Data extracted from a collection
--- BEGIN ---

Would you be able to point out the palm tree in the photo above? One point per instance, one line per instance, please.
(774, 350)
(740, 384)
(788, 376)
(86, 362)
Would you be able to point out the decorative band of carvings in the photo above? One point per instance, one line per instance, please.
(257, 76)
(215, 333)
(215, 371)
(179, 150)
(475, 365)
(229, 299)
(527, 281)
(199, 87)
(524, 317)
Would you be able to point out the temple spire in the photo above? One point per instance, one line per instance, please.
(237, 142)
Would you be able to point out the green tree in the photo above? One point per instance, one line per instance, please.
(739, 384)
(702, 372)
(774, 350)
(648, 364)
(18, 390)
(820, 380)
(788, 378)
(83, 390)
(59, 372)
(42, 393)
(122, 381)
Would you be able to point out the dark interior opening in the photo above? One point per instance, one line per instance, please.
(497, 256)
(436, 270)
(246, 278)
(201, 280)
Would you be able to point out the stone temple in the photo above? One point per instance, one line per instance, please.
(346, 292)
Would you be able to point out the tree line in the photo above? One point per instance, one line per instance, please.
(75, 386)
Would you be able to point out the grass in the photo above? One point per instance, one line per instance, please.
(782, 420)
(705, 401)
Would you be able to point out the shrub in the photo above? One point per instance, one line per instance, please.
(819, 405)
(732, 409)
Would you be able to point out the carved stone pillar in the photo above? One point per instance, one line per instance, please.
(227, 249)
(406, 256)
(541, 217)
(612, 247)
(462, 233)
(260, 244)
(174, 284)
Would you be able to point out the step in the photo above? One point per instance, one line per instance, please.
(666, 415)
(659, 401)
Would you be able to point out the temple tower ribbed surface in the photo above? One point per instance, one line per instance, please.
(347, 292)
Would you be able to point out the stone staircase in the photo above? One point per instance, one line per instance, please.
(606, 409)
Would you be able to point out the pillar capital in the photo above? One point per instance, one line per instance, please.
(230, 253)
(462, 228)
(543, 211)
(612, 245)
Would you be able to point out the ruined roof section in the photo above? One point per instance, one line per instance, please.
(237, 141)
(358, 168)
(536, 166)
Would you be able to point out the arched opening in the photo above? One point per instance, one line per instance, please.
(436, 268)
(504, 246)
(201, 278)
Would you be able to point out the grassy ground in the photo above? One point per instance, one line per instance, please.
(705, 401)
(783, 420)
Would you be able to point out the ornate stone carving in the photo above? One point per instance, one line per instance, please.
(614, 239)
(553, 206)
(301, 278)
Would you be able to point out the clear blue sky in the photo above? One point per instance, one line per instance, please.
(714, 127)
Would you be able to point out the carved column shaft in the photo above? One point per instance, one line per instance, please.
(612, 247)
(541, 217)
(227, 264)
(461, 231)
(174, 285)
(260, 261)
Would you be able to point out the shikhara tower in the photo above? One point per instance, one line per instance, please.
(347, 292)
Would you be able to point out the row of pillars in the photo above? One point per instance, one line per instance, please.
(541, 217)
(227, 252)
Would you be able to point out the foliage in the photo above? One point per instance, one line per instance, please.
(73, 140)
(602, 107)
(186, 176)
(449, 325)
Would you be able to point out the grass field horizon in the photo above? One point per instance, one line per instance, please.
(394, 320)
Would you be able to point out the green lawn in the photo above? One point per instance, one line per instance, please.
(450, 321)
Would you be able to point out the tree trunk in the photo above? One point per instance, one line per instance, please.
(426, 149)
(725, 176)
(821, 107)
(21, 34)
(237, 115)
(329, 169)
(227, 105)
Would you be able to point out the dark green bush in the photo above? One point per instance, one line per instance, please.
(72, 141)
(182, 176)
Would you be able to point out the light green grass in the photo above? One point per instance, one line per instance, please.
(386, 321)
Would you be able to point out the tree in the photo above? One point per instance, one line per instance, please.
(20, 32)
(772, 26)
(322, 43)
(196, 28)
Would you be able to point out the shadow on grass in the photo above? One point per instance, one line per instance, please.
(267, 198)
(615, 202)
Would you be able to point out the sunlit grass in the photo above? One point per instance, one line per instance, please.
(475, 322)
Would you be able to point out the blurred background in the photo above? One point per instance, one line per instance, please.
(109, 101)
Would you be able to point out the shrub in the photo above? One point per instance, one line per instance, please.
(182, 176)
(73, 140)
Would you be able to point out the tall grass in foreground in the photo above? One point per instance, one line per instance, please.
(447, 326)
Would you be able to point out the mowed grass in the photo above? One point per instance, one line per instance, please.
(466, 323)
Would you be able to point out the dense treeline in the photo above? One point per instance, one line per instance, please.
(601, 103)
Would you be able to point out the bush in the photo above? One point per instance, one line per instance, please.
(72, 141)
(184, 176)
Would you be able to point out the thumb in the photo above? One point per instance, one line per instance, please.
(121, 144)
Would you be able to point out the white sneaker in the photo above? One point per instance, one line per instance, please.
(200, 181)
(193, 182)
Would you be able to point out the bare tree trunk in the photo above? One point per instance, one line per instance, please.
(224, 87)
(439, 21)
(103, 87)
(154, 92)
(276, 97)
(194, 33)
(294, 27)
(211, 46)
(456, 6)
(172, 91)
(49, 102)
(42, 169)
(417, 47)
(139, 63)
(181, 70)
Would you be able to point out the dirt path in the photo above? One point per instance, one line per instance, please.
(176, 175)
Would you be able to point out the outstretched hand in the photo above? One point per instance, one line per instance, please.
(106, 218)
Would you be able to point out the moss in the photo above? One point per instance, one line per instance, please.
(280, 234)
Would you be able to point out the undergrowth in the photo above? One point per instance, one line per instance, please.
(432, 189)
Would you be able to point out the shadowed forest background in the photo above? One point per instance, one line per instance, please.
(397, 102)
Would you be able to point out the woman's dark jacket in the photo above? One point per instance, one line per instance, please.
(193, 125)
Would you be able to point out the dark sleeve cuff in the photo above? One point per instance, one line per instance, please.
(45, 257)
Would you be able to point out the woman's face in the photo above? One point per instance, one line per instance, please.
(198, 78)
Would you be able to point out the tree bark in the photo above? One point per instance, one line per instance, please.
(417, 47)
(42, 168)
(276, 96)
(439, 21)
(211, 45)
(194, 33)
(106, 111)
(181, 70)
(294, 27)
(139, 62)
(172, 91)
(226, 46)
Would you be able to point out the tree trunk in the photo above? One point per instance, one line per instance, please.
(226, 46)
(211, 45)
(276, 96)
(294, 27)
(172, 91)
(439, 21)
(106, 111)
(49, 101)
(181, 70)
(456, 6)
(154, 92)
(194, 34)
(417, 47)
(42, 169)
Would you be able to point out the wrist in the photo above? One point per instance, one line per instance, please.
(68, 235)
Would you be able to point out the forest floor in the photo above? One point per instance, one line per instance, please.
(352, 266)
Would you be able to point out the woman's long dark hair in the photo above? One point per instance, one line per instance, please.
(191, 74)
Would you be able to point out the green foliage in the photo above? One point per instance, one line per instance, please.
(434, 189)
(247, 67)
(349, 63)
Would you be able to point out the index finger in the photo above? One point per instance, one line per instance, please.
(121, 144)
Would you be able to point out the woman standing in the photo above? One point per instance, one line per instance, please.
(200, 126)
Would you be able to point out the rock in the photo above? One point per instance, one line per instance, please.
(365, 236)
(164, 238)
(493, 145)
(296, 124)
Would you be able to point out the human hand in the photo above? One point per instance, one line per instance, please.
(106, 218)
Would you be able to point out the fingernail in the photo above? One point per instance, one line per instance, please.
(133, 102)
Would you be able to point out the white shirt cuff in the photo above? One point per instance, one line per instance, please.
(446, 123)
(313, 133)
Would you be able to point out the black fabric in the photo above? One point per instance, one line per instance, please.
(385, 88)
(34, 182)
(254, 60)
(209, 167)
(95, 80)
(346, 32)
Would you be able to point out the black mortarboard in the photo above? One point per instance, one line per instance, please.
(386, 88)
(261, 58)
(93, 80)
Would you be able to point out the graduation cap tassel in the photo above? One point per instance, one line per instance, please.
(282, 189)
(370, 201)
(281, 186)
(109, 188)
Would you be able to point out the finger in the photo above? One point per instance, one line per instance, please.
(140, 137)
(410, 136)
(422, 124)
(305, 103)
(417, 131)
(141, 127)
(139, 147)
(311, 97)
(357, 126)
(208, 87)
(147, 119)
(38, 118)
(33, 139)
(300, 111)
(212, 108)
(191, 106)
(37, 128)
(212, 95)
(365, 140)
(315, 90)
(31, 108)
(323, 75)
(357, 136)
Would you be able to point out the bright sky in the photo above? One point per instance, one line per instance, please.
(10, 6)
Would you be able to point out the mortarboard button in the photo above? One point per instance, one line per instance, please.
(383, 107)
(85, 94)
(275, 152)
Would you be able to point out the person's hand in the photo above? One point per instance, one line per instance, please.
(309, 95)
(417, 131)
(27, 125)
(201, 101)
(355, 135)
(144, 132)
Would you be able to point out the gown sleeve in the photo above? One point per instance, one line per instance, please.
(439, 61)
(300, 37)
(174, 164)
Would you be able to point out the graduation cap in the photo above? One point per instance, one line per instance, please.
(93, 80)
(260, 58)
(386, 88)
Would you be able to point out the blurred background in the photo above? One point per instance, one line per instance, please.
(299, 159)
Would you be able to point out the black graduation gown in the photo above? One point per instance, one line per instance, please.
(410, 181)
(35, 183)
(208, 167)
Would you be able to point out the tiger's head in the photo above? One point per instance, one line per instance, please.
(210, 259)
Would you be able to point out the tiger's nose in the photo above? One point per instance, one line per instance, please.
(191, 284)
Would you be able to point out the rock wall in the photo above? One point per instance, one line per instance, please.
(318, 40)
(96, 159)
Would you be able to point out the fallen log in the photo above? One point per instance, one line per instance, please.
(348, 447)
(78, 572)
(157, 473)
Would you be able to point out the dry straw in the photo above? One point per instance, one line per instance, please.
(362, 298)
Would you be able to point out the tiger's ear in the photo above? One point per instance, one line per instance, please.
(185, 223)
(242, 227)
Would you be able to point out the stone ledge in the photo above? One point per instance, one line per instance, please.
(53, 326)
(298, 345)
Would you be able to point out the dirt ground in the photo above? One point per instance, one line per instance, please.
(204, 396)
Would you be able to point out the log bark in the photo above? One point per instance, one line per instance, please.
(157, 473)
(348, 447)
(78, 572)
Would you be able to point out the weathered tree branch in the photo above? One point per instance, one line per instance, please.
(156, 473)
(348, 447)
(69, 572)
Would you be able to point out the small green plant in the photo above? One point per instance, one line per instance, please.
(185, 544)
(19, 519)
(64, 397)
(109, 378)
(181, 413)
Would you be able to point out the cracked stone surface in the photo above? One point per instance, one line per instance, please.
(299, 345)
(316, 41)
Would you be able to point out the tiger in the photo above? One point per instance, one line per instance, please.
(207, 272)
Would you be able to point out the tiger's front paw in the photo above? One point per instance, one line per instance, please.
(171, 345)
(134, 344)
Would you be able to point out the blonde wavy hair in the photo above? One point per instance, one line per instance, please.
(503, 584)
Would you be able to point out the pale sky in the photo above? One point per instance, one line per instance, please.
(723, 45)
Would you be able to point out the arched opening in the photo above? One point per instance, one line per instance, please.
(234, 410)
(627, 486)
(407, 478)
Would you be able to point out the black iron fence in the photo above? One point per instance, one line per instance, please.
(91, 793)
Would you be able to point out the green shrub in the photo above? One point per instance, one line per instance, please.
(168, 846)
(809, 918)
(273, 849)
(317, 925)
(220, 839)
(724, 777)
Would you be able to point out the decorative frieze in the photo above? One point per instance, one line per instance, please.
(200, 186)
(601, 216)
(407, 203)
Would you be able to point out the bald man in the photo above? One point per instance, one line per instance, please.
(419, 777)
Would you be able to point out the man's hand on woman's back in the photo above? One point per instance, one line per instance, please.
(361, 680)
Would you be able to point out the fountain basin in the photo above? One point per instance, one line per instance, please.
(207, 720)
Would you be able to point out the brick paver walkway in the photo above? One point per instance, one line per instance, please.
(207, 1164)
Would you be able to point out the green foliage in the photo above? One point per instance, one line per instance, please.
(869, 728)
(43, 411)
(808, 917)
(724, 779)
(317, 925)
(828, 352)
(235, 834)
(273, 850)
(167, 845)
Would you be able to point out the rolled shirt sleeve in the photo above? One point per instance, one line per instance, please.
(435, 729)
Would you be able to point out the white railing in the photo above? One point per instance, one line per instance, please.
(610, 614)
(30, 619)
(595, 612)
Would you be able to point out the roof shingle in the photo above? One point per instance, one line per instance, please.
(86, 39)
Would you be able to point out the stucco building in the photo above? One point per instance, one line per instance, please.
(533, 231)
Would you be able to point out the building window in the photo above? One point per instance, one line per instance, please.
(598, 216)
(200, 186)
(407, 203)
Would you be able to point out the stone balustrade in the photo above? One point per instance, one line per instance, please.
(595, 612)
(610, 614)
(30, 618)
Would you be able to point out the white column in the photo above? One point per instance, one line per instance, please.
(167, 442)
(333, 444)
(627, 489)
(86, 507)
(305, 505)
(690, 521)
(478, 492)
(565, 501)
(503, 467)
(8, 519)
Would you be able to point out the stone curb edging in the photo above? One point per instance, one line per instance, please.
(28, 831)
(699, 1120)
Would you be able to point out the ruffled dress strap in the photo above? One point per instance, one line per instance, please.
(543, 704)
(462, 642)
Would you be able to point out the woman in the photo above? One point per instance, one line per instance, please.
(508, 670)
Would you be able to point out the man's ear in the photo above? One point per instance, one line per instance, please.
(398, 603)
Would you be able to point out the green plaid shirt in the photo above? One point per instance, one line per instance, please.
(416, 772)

--- END ---

## Written instruction
Find the line containing "Would you be able to point out the stone curb". Reproduce it exactly, along with every line after it through the last.

## Written solution
Would you be able to point out the stone curb edging in the photo above? One point per instance, one line per instance, please.
(28, 831)
(699, 1120)
Would you be able to point out the ruffled dress strap in the photo above? One point per instance, one line per instance, please.
(543, 704)
(462, 642)
Would you be able to point out the woman in the photo above? One point per instance, one line per instance, please.
(508, 670)
Would you be able to point out the man's ear in the photo above? One point per instance, one line per instance, please.
(398, 603)
Would you be able to point out the green plaid shirt in the photo above? One point per instance, one line per instance, please.
(416, 772)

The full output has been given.